• SUPPLIED TEXT:

Tutorial: Building remote inference models - Amazon Redshift
Services or capabilities described in Amazon Web Services documentation might vary by Region. To see the differences applicable to the China Regions, see Getting Started with Amazon Web Services in China (PDF).

Tutorial: Building remote inference models

The following tutorial goes over the steps of how to create a Random Cut Forest model that has been previously trained and deployed in Amazon SageMaker, outside of Amazon Redshift. The Random Cut Forest algorithm detects anomalous data points within a dataset. Creating a model with remote inference allows you to bring your Random Cut Forest SageMaker model into Amazon Redshift. Then, in Amazon Redshift, you use SQL to perform predictions on a remote SageMaker endpoint.

• WHAT THE TASK REQUIRES: Output the part of the remote inference tutorial starting with "Tutorial: Building remote inference models - Amazon" and going on through "remote SageMaker endpoint.". The entries that come after this are not needed.

[Records of labeled points]
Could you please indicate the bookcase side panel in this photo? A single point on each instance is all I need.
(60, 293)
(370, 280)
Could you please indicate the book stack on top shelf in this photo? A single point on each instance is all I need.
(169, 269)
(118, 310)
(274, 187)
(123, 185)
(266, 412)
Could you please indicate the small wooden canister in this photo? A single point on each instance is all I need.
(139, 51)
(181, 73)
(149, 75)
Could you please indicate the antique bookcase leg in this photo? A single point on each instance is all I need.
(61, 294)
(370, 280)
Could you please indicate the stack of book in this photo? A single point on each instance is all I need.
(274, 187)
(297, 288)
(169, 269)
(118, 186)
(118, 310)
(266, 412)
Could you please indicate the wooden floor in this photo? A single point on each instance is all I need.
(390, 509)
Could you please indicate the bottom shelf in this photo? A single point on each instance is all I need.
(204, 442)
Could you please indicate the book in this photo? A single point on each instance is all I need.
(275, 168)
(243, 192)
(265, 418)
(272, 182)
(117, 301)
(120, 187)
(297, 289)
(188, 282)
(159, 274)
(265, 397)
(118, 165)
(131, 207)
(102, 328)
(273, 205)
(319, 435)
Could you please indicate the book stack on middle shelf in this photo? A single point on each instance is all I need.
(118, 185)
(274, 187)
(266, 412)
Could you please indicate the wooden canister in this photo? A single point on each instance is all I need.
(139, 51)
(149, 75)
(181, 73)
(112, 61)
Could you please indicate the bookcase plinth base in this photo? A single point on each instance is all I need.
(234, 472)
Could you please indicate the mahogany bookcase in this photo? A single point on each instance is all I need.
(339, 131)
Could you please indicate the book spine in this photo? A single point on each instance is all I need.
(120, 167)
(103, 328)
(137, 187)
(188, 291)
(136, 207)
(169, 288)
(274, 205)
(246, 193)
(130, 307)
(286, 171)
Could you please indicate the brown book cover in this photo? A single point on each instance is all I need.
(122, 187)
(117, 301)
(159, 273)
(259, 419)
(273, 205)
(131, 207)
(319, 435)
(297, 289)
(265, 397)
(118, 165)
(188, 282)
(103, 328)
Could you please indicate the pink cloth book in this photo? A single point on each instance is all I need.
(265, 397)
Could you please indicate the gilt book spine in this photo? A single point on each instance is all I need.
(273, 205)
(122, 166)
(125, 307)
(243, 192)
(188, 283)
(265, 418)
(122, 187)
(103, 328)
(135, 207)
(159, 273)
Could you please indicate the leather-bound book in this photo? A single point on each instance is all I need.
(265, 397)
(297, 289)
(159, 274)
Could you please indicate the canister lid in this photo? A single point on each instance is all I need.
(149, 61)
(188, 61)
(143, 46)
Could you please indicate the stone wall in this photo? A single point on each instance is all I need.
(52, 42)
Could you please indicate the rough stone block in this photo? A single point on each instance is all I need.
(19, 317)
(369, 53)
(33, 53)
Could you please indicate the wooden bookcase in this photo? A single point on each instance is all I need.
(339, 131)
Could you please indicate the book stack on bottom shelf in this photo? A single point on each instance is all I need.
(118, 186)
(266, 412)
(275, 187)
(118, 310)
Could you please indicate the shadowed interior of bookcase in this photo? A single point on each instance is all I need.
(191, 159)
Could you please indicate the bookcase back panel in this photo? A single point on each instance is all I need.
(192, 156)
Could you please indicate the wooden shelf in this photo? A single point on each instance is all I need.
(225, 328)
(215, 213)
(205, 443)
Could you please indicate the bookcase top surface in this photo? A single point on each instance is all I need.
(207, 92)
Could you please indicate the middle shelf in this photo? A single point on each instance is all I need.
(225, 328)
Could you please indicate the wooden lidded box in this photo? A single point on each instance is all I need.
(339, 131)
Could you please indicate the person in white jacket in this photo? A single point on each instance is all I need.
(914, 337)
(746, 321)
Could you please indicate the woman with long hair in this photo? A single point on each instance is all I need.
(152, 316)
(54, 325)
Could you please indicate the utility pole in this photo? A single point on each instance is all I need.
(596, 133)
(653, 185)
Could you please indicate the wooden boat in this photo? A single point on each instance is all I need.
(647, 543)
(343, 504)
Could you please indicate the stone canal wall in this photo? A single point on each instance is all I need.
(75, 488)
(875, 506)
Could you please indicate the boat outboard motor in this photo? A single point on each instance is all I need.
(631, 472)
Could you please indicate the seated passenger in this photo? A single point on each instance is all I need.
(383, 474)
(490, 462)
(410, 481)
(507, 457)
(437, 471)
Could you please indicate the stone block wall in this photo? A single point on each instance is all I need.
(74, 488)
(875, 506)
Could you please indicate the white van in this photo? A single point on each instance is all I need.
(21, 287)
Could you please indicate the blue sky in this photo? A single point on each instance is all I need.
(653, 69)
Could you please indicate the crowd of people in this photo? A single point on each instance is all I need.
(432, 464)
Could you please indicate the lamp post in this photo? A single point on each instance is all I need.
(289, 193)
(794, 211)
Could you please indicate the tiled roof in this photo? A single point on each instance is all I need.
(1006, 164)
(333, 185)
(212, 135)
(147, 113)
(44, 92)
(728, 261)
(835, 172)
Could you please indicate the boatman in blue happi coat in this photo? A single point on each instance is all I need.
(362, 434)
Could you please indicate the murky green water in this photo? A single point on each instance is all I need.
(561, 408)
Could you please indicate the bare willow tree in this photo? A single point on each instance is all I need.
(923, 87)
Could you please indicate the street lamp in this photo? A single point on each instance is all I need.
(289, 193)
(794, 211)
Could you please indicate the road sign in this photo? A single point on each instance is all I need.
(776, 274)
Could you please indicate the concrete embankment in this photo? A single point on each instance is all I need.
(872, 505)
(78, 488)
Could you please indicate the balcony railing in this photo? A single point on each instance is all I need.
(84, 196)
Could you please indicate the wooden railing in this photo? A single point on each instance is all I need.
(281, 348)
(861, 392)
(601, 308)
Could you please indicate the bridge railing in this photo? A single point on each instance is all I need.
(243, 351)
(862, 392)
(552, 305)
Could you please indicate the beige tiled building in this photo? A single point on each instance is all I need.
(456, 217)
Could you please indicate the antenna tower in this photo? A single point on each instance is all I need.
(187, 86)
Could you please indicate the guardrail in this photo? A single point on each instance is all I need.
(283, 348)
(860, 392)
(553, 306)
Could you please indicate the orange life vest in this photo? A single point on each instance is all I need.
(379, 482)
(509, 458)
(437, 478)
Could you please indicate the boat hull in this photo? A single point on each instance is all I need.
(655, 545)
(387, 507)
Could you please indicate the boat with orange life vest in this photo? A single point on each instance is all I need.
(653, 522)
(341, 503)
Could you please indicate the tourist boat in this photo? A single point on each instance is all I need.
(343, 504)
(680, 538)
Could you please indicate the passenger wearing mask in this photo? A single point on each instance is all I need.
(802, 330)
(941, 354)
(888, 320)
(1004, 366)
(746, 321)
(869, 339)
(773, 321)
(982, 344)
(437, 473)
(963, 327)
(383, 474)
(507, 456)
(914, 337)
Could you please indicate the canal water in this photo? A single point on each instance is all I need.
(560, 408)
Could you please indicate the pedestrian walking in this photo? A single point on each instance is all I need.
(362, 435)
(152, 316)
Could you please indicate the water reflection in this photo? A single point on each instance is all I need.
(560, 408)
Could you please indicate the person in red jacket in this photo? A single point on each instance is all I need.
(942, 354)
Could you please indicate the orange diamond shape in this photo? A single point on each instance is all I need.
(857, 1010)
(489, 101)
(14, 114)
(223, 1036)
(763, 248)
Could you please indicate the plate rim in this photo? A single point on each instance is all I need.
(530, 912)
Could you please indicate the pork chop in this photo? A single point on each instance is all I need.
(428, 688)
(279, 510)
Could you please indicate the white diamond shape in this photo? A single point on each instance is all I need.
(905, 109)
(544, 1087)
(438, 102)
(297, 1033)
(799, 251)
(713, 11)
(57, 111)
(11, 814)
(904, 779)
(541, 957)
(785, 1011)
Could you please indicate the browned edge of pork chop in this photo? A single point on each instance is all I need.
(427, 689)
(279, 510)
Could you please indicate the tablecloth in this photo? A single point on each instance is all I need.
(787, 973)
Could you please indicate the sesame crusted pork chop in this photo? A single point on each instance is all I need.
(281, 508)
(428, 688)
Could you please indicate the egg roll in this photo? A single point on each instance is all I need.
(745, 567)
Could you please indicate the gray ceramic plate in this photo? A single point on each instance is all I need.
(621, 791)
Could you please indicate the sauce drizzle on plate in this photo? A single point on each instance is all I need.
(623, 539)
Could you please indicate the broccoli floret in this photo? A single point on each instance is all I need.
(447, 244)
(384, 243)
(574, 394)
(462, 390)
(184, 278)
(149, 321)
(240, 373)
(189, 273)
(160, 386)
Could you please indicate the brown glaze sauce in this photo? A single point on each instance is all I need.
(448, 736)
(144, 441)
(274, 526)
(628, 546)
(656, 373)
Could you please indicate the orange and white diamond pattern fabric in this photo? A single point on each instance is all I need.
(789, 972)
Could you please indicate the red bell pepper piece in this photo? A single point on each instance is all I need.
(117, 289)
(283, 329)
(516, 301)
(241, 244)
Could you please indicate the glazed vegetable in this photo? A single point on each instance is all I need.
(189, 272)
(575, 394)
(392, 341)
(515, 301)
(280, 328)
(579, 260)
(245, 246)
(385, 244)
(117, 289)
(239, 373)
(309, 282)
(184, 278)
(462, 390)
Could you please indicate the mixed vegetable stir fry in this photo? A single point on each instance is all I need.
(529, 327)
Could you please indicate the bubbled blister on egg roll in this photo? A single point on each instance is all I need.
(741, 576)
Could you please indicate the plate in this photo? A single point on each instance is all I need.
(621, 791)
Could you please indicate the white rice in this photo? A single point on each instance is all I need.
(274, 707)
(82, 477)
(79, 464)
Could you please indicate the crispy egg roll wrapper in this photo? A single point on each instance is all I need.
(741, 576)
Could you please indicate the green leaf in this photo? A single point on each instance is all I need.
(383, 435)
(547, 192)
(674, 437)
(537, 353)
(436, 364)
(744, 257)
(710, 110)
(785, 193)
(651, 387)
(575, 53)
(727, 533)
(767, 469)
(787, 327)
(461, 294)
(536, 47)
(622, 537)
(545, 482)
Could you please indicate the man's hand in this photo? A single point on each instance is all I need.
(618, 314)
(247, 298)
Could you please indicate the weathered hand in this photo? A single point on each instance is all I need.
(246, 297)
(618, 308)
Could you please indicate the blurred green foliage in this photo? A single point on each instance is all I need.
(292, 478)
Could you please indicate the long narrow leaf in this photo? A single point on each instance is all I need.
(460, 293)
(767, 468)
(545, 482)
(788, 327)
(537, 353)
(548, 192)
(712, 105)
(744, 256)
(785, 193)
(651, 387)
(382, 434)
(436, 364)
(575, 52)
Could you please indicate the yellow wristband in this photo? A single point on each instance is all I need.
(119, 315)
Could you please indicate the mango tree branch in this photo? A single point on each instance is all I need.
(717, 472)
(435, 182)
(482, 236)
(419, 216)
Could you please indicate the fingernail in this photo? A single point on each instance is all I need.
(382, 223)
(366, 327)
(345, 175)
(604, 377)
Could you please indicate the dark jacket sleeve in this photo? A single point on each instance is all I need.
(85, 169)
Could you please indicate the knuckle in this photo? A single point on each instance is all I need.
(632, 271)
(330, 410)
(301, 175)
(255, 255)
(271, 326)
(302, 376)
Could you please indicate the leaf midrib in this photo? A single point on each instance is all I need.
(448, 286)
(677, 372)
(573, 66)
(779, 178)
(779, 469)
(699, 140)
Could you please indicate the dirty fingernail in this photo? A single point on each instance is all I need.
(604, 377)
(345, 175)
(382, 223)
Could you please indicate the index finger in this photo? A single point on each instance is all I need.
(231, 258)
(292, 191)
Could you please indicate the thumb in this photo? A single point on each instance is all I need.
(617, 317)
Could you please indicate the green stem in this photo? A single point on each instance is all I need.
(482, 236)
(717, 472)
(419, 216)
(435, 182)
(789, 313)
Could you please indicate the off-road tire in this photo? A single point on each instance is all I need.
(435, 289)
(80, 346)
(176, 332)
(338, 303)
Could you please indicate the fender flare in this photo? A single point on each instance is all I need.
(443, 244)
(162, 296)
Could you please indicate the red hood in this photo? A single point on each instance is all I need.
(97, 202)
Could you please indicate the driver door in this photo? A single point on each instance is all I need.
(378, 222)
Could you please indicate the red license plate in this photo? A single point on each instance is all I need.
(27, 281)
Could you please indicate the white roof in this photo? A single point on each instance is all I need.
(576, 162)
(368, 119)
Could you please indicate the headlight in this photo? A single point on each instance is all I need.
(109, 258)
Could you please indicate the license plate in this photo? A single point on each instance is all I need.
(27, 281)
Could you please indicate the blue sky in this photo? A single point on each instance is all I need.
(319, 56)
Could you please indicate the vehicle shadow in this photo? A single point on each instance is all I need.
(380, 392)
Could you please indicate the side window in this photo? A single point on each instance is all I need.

• CORRECT ANSWER:
Tutorial: Building remote inference models - Amazon Redshift
Services or capabilities described in Amazon Web Services documentation might vary by Region. To see the differences applicable to the China Regions, see Getting Started with Amazon Web Services in China (PDF).

Tutorial: Building remote inference models

The following tutorial goes over the steps of how to create a Random Cut Forest model that has been previously trained and deployed in Amazon SageMaker, outside of Amazon Redshift. The Random Cut Forest algorithm detects anomalous data points within a dataset. Creating a model with remote inference allows you to bring your Random Cut Forest SageMaker model into Amazon Redshift. Then, in Amazon Redshift, you use SQL to perform predictions on a remote SageMaker endpoint.